Les splavs: le bling-bling local 

Aux premières heures de la soirée, des sons de pop serbe accompagnent la balade des promeneurs sur les bords du Danube. À Belgrade, la réputation des « splavovi » (splav au singulier), ces boîtes de nuit flottant sur le fleuve, n’est plus à faire. Musique commerciale, tenues de soirée et alcools forts y sont de mise pour le public occidental et la jeunesse serbe. « On allait surtout au Zappa, c’est moins cher et ils nous laissaient entrer sans contrôler nos âges », raconte Jovana, étudiante de 21 ans en biologie, se souvenant de ses premières fêtes d’adolescente. Si la Belgradoise a un temps apprécié la diversité des soirées à thème et les quelques musiques anglophones dans les splavovi, elle s’est vite désintéressée de son public assez jeune et des prix en constante augmentation.

Entrées du jeu de données
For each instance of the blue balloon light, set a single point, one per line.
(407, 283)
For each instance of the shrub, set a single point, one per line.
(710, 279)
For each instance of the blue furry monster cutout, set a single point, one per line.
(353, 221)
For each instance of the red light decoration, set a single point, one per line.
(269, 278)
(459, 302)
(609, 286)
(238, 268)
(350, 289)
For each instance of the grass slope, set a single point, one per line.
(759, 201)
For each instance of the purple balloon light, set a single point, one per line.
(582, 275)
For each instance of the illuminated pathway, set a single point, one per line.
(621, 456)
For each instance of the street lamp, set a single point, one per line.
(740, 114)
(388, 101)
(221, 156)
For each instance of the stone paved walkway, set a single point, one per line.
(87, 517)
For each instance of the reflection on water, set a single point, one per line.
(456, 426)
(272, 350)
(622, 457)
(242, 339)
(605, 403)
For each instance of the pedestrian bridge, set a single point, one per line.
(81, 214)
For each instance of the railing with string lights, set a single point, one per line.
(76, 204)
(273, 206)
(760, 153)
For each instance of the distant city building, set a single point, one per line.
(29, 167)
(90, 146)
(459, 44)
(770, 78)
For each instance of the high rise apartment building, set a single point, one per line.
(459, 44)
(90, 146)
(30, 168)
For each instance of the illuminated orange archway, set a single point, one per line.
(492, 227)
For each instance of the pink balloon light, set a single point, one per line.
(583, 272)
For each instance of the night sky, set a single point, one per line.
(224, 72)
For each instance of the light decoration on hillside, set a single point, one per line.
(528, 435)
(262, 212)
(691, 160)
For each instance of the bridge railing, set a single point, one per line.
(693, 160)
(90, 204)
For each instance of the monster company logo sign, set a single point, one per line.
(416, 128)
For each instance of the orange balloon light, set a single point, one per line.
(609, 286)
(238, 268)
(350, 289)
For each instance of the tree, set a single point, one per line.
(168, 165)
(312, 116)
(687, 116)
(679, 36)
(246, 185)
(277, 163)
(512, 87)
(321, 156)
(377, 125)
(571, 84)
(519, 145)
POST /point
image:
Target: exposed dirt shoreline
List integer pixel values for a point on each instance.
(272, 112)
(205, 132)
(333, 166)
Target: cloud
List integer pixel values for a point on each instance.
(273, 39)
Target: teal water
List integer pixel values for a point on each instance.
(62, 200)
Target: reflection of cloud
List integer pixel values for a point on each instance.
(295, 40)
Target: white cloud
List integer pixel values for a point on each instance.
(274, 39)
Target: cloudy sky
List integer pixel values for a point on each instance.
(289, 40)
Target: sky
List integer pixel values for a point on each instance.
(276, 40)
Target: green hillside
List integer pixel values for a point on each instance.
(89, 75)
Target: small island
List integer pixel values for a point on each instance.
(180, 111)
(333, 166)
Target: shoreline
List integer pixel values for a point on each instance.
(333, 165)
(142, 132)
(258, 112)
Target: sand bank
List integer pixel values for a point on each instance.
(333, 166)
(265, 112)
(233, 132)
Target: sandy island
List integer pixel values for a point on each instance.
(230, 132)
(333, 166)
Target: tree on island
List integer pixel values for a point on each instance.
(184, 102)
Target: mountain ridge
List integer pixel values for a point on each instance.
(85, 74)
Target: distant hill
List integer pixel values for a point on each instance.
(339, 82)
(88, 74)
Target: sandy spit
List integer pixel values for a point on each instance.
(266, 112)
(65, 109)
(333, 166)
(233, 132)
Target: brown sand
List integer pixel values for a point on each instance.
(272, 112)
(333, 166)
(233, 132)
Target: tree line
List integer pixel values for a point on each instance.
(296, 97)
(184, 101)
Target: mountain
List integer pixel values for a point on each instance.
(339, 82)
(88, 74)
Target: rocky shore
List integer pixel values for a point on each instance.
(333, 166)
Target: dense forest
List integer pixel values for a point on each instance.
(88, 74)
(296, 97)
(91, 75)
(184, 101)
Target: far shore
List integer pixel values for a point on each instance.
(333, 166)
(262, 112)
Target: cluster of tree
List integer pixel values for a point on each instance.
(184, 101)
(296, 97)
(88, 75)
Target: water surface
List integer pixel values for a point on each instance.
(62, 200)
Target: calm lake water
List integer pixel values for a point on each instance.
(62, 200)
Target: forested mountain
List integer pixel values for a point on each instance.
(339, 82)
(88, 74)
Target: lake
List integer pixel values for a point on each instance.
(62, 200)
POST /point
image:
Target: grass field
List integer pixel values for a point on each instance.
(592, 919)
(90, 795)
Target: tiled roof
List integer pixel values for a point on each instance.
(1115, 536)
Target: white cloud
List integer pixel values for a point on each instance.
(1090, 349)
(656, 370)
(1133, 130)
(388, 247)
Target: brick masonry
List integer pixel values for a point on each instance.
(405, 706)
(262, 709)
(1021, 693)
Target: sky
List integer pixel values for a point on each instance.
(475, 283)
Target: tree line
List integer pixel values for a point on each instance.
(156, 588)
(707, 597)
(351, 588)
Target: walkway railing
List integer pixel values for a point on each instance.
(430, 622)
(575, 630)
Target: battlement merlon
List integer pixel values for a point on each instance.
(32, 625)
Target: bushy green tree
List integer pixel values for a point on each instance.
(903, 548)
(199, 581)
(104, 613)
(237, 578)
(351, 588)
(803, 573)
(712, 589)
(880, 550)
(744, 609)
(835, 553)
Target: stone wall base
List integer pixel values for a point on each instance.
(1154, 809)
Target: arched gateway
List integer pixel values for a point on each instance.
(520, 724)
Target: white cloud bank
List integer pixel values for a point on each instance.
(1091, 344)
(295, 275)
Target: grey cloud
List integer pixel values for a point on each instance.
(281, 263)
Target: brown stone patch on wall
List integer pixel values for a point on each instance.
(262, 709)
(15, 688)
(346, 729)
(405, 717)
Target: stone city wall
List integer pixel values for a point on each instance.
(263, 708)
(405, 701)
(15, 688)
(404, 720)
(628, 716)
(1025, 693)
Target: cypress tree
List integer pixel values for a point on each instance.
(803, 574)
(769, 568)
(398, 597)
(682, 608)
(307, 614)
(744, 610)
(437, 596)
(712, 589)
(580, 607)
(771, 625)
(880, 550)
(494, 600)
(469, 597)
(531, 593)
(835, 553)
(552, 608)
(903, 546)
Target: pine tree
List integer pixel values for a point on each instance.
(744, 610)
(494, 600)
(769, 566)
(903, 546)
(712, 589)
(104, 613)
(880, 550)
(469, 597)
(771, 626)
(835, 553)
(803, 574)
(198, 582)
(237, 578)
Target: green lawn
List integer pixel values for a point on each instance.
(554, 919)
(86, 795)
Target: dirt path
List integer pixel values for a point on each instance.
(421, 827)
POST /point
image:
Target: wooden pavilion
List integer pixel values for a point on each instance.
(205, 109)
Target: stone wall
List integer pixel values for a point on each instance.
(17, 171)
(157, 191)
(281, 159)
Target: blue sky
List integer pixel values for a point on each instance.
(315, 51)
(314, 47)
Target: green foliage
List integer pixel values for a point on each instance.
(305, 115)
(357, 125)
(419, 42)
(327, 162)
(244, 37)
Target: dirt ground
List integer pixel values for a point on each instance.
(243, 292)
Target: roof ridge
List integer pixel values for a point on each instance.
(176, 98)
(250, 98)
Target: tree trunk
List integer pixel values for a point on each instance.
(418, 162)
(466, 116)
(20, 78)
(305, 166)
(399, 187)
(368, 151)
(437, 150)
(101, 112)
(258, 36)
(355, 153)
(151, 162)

**CONSIGNE DE TRAVAIL:** Prolongez le texte sur les splavs de Belgrade en reprenant juste après sa dernière phrase.

**RÉSULTAT OBTENU:**
Les premières entrées dans ces clubs flottants commencent autour de 10 €. Certains lounges promettant shows de danse et alcool à profusion vendent leurs entrées à partir de 60 euro;. Une évolution à l’image de l’histoire de ces lieux. De simples baraques de vacances au bord de l’eau dans les années 1960, les splavovi ont pris la forme de bars et commercialisés en boîtes de nuit au cours des années 1990. Le projet urbain du Belgrade Waterfront aura eu raison de leur emplacement : les près de 300 splavovis de la Sava ont été relocalisés en 2024 sur les rives d’Usce, au nord de la capitale. Ces multiples transformations ont changé l’esprit de ces endroits et leur public.

 

« Si tu n'as pas mangé de la journée, tu seras nourri dans une Kafana. »

Dans les kafanas, pubs locaux de la capitale, on entend les chansons d'un groupe live ou le raclement d'un vieux disque de « starogradska muzika », la musique traditionnelle serbe. « Les groupes vont de table en table, tu leur donnes un pourboire et ils jouent pour toi la chanson que tu souhaites », explique Maksim. Ce Belgradois de 29 ans apprécie l'ambiance familiale qui règne dans ces restaurants aux lourdes tables en bois recouvertes de nappes à carreaux rouge et blanc et aux chaises usées. La fumée de cigarette se mêle à l'odeur de la viande grillée et du pain fraîchement cuit. Les photos accrochées aux murs, qui montrent des scènes d'un Belgrade révolu ou évoquent des musiciens légendaires, ont jauni. « Si tu n'as pas mangé de la journée, tu seras nourri dans une kafana. Si tu veux te défoncer, tu auras toujours assez à boire », approuve Maksim d'un air entendu. « Tout le monde n'aime pas les kafanas, mais chaque Serbe y va au moins une fois dans sa vie. »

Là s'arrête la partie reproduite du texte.